**DATA IN THIS EXERCISE**
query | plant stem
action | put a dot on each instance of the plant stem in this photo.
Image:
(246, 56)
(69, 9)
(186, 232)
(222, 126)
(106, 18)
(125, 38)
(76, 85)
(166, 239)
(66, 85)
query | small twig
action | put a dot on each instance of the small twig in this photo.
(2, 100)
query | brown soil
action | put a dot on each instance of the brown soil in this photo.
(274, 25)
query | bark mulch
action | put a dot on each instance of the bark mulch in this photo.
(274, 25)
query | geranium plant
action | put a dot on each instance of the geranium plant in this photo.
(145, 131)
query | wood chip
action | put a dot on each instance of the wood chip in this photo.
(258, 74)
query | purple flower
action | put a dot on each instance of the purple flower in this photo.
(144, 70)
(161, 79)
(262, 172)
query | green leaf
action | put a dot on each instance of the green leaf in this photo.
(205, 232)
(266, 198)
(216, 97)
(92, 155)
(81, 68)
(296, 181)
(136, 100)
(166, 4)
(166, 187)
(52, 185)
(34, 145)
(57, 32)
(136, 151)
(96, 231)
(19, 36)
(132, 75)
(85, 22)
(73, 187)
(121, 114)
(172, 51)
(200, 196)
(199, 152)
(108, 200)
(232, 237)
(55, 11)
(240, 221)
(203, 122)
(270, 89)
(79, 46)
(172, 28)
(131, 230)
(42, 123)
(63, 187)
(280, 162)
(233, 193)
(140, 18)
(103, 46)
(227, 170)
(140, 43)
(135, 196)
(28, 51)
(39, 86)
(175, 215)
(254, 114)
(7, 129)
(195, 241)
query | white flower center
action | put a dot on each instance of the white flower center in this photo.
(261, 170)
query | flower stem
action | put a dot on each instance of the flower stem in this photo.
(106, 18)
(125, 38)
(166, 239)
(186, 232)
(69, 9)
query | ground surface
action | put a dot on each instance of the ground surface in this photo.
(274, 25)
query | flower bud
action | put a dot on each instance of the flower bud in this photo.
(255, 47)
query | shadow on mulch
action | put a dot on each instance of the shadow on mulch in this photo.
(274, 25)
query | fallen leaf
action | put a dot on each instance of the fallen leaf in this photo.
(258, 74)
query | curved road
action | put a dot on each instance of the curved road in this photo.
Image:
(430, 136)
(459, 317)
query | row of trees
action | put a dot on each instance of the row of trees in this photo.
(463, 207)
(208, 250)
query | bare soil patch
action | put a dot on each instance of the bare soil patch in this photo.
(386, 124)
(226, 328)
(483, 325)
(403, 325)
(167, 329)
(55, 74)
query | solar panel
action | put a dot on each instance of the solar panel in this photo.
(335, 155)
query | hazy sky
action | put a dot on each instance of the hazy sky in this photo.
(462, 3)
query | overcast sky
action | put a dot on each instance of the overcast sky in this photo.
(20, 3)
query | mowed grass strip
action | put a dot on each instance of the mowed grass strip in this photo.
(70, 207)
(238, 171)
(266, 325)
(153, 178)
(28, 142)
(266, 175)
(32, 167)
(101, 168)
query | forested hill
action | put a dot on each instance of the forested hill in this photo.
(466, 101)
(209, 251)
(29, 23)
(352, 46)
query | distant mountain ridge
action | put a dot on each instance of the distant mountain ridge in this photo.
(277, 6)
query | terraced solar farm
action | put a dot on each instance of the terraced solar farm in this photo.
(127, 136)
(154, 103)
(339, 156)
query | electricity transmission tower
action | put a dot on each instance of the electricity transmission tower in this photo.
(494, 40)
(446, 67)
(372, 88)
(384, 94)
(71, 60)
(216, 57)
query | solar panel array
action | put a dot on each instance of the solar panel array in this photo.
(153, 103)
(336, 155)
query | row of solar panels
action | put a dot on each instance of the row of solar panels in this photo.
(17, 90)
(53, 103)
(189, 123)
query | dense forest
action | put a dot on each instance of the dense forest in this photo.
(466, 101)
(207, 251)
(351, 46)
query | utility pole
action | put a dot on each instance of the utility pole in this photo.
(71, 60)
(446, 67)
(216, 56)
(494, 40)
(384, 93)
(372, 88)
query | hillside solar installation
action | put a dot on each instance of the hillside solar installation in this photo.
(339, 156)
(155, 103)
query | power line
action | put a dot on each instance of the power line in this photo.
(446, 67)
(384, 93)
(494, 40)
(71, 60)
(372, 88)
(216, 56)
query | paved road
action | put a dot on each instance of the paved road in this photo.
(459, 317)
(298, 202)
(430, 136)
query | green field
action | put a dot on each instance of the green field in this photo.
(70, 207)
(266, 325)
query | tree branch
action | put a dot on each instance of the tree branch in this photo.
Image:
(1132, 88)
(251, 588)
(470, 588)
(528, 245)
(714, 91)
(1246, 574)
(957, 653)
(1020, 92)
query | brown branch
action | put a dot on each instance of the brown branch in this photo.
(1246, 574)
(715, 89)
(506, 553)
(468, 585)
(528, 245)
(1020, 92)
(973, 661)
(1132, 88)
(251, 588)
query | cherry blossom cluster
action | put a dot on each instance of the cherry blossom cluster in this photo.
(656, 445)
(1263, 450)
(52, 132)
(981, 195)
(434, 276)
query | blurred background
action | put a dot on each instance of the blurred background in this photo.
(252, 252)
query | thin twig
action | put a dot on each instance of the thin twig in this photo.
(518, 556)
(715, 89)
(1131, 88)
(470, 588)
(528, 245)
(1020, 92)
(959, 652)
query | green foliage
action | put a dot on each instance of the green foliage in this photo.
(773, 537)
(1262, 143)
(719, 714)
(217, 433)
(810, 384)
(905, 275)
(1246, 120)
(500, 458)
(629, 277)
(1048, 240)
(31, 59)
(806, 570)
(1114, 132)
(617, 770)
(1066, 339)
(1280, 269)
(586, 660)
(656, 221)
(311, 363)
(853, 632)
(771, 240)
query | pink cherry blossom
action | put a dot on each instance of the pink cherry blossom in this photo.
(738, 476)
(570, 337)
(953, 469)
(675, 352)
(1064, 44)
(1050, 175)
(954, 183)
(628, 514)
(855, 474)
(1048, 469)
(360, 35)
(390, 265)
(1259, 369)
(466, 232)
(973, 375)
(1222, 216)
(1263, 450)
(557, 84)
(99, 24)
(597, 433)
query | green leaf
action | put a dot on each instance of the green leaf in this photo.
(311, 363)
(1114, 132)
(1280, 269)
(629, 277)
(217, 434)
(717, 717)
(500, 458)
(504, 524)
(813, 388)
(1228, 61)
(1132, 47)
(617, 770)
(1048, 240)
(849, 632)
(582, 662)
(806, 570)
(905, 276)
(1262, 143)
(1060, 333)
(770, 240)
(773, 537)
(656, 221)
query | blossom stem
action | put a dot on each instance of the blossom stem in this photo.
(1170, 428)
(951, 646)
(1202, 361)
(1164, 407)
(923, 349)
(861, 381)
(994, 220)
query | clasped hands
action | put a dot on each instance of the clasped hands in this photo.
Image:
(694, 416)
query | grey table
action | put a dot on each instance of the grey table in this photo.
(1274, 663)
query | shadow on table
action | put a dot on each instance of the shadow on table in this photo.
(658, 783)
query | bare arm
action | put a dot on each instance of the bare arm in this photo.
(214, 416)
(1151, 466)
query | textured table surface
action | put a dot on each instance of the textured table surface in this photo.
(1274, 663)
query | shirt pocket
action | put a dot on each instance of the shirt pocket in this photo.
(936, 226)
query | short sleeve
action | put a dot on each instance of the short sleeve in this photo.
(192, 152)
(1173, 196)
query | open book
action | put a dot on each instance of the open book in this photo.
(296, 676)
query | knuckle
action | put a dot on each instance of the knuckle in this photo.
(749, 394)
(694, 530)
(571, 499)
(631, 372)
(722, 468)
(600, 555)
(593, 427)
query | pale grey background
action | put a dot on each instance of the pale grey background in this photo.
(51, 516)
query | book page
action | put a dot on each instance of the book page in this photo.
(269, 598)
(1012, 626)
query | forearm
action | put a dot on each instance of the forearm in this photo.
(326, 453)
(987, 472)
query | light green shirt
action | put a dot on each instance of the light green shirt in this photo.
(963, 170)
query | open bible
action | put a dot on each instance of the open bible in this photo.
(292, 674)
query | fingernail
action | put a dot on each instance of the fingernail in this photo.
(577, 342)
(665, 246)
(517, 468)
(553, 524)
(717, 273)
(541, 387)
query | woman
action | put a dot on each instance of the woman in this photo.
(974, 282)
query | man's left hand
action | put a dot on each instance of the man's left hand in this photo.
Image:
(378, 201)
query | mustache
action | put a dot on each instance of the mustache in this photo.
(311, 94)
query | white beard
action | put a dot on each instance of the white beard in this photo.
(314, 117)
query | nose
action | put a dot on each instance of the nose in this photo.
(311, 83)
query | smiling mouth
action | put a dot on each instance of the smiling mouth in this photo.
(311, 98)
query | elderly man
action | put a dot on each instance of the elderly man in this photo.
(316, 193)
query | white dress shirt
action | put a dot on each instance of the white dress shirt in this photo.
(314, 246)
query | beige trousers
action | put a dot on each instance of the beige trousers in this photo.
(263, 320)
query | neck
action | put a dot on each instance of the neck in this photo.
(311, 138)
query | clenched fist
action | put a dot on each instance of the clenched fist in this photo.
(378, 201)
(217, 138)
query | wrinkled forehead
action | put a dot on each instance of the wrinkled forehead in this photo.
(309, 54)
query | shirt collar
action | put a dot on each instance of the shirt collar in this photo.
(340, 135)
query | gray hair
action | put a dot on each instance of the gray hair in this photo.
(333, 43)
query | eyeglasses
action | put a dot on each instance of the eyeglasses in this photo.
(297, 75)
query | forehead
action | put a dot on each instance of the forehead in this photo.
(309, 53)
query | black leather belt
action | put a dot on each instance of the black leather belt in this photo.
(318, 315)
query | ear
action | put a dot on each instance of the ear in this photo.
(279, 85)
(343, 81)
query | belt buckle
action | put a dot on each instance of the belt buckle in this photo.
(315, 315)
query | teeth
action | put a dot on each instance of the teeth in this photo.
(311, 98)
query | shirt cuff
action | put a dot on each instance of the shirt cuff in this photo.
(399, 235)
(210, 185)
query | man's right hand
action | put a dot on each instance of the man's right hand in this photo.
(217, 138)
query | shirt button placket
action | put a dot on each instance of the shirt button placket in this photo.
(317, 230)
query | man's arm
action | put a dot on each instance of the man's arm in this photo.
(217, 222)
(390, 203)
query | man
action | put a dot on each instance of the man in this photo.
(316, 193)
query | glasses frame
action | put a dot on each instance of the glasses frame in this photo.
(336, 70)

**WHAT YOU NEED TO DO**
Check each line of the material for the string "hands" and state how many lines contain it, with only the number as the answer.

**YOUR RESPONSE**
2